Work instructions - Rewrite the footballer's biography, everything from "Club career" down to "by two years.", with "captain" changed to "skipper".

======== Extracted text

Branko Jovičić (; born 18 March 1993) is a Serbian professional footballer who plays as a defensive midfielder for Austrian club LASK.

Club career

Borac Čačak
Jovičić made his professional debut with Borac Čačak. By the beginning of the 2013–14 Serbian First League season, Jovičić was the youngest captain in the team's history. At the end of the season, Borac finished second overall and was promoted to the SuperLiga. Jovičić spent a total of six years at Borac Čačak before his first transfer to Amkar Perm.

Amkar Perm
In August 2014, Jovičić signed a one-year contract with a provisional extension of two years for Russian team Amkar Perm. In his debut season with Amkar, Jovičić played 21 games and scored a total of three goals. As a result, Amkar gave Jovičić a pay increase after he agreed to extend his contract by two years.

Red Star Belgrade
On 8 July 2017, Jovičić signed a three-year contract with Serbian side Red Star Belgrade. He made his debut for new club in first leg of the second qualifying round for 2017–18 UEFA Europa League, in a 1–1 draw against Irtysh Pavlodar. Jovičić was elected for the player of the match in 2–0 win against the same rival, in the second leg. Jovičić suffered a metatarsal bone fracture after a bad tackle by Nikola Drinčić during the match against Čukarički on 6 August 2017. On 29 November 2017, Jovičić scored his first goal for Red Star in a 5–0 victory over Radnik Surdulica after taking a penalty kick. The following season, Jovičić helped Red Star qualify to the group stage of the UEFA Champions League for the first time in club history. Jovičić started in three matches, while coming in as a substitution in two. Later that season, he helped Red Star reach the final of the Serbian cup and win the league title for a second season in a row.

================
======== Data records

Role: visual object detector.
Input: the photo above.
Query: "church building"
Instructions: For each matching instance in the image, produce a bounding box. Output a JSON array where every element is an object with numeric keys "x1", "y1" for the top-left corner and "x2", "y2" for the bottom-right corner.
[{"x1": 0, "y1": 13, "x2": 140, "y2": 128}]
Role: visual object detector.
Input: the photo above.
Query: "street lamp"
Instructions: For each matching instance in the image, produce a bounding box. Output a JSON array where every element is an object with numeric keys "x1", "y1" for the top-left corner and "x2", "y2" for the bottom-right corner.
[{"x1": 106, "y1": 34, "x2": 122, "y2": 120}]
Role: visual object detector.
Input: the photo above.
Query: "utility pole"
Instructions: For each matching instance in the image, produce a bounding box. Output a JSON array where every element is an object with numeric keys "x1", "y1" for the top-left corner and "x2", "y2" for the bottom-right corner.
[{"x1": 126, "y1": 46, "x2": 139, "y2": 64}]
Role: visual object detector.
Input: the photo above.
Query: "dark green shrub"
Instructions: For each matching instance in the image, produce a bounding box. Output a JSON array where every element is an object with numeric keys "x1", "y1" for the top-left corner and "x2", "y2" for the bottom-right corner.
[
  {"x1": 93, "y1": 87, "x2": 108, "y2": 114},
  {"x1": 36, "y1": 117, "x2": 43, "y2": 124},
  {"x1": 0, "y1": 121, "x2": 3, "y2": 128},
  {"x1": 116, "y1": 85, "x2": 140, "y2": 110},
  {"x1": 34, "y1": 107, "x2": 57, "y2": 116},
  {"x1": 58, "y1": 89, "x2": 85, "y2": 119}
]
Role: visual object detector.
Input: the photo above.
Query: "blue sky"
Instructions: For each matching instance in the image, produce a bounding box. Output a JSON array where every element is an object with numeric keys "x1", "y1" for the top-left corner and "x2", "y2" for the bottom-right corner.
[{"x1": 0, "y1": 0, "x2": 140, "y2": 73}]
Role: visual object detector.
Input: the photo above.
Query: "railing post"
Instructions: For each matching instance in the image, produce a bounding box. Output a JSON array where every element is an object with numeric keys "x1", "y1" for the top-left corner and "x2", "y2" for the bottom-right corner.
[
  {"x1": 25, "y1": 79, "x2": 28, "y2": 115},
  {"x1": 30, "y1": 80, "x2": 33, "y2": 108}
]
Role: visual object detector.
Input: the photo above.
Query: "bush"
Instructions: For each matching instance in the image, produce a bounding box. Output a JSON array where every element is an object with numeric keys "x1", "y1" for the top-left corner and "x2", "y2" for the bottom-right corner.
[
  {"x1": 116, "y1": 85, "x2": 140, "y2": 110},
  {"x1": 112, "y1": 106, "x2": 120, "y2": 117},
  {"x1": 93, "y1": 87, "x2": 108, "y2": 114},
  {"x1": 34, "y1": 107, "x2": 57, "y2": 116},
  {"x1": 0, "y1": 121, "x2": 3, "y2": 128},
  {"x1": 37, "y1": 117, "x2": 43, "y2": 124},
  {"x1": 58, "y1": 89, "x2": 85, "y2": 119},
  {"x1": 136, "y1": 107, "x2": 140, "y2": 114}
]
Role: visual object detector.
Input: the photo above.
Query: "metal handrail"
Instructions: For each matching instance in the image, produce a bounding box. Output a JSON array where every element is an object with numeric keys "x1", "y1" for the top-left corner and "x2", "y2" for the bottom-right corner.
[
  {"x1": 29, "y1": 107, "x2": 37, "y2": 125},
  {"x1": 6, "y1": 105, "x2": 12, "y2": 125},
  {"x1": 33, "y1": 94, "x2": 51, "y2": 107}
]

================

Output for this exercise -
Club career

Borac Čačak
Jovičić made his professional debut with Borac Čačak. By the beginning of the 2013–14 Serbian First League season, Jovičić was the youngest skipper in the team's history. At the end of the season, Borac finished second overall and was promoted to the SuperLiga. Jovičić spent a total of six years at Borac Čačak before his first transfer to Amkar Perm.

Amkar Perm
In August 2014, Jovičić signed a one-year contract with a provisional extension of two years for Russian team Amkar Perm. In his debut season with Amkar, Jovičić played 21 games and scored a total of three goals. As a result, Amkar gave Jovičić a pay increase after he agreed to extend his contract by two years.